■ **Exercise description**: Convert the rows below into a numbered list with no blank lines, and omit the pictures.

##########

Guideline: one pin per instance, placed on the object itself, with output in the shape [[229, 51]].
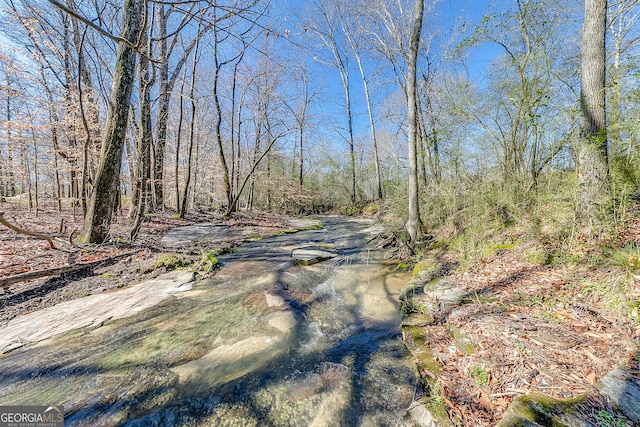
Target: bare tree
[[414, 223], [593, 176], [192, 137], [327, 29], [103, 199]]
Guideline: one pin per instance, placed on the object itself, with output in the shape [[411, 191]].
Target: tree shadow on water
[[343, 367]]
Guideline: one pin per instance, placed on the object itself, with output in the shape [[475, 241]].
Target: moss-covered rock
[[537, 409]]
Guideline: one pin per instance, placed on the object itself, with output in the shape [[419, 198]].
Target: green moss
[[541, 409], [210, 260], [462, 343], [426, 267], [171, 262], [415, 339]]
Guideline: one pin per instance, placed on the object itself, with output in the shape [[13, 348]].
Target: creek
[[263, 342]]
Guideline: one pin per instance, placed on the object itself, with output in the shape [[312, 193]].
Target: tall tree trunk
[[98, 218], [178, 141], [414, 223], [218, 124], [192, 134], [140, 200], [593, 171], [10, 184]]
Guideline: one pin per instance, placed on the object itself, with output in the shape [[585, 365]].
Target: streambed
[[263, 342]]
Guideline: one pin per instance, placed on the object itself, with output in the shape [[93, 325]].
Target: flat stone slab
[[188, 234], [91, 311], [311, 256]]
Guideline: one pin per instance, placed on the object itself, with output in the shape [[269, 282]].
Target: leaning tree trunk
[[192, 95], [593, 176], [414, 223], [103, 199]]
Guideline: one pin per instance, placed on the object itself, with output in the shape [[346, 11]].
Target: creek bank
[[437, 311]]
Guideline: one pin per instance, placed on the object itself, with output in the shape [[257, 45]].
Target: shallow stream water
[[264, 342]]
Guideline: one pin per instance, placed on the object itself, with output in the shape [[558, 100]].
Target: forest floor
[[554, 328]]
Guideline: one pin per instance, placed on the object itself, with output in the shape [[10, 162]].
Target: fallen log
[[18, 230], [6, 281]]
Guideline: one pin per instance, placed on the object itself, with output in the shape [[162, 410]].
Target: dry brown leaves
[[532, 333]]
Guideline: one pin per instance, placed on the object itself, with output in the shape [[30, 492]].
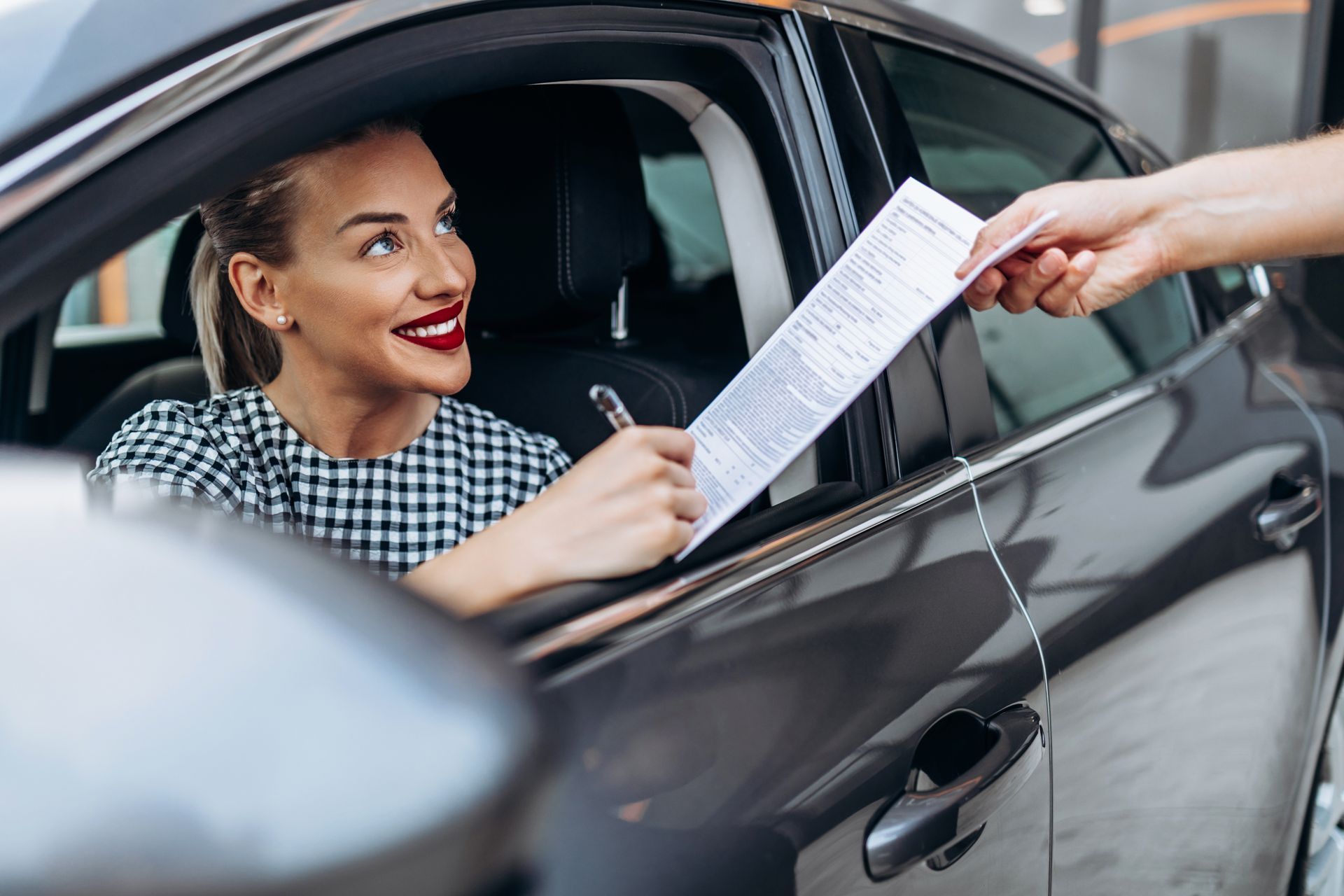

##########

■ **Finished exercise**:
1. Guideline: one pin per instance, placed on the object itself, with output in the shape [[229, 51]].
2. Target: bare tree
3. [[414, 223], [593, 176], [192, 137], [327, 29], [103, 199]]
4. Guideline: one pin per instance, placed on the object itself, with output in the shape [[411, 191]].
5. Target: tree shadow on water
6. [[343, 367]]
7. Guideline: one pin per instance, placed on the object itself, with output in the shape [[475, 241]].
8. Target: moss-covered rock
9. [[537, 409]]
10. Guideline: one pin per instance, placed on the object itself, with output in the shape [[419, 198]].
11. Target: green moss
12. [[541, 409], [210, 260], [462, 343], [426, 267], [171, 262], [415, 339]]
13. Guideline: one pin per instance, placed on the object itself, with output in the shape [[13, 348]].
14. Target: creek
15. [[263, 342]]
16. Guideline: one pin per instance, placed on the object itself, with output in the shape [[312, 193]].
17. Target: tall tree trunk
18. [[98, 218], [178, 141], [414, 223], [218, 124], [192, 134], [140, 200], [593, 171], [10, 184]]
19. Guideline: one pin per instance, placed on the object itself, with output in the shape [[585, 365]].
20. Target: streambed
21. [[263, 342]]
22. Guideline: one pin per instance, placed on the object itself, with output in the shape [[93, 325]].
23. Target: flat stone slab
24. [[188, 234], [91, 311], [311, 256]]
25. Guideline: one pin per instance, placed on the object itself, with output in the shape [[269, 282]].
26. Target: leaning tree trunk
27. [[192, 95], [593, 176], [414, 223], [103, 199]]
28. Guideline: one pin per instance, placed on the object itself, with output in the shape [[346, 11]].
29. Target: creek bank
30. [[437, 311]]
31. Guideline: one pin per instance, placed on the object itself, with output in the shape [[257, 45]].
32. Target: shallow stream water
33. [[264, 342]]
34. Guideline: one pin per instance, placed on the object itself, with output in the shape [[558, 100]].
35. Target: forest floor
36. [[554, 328]]
37. Guideline: one pin per instance, placed on the object itself, with output in the shape [[10, 162]].
38. Target: fallen log
39. [[18, 230], [6, 281]]
40. Guideline: one pin per instance, placed on the object itself, with output in the shape [[162, 410]].
41. Target: dry brown leaves
42. [[532, 333]]
43. Guideline: one pin per instance, placed on the object itself, with output in the shape [[30, 492]].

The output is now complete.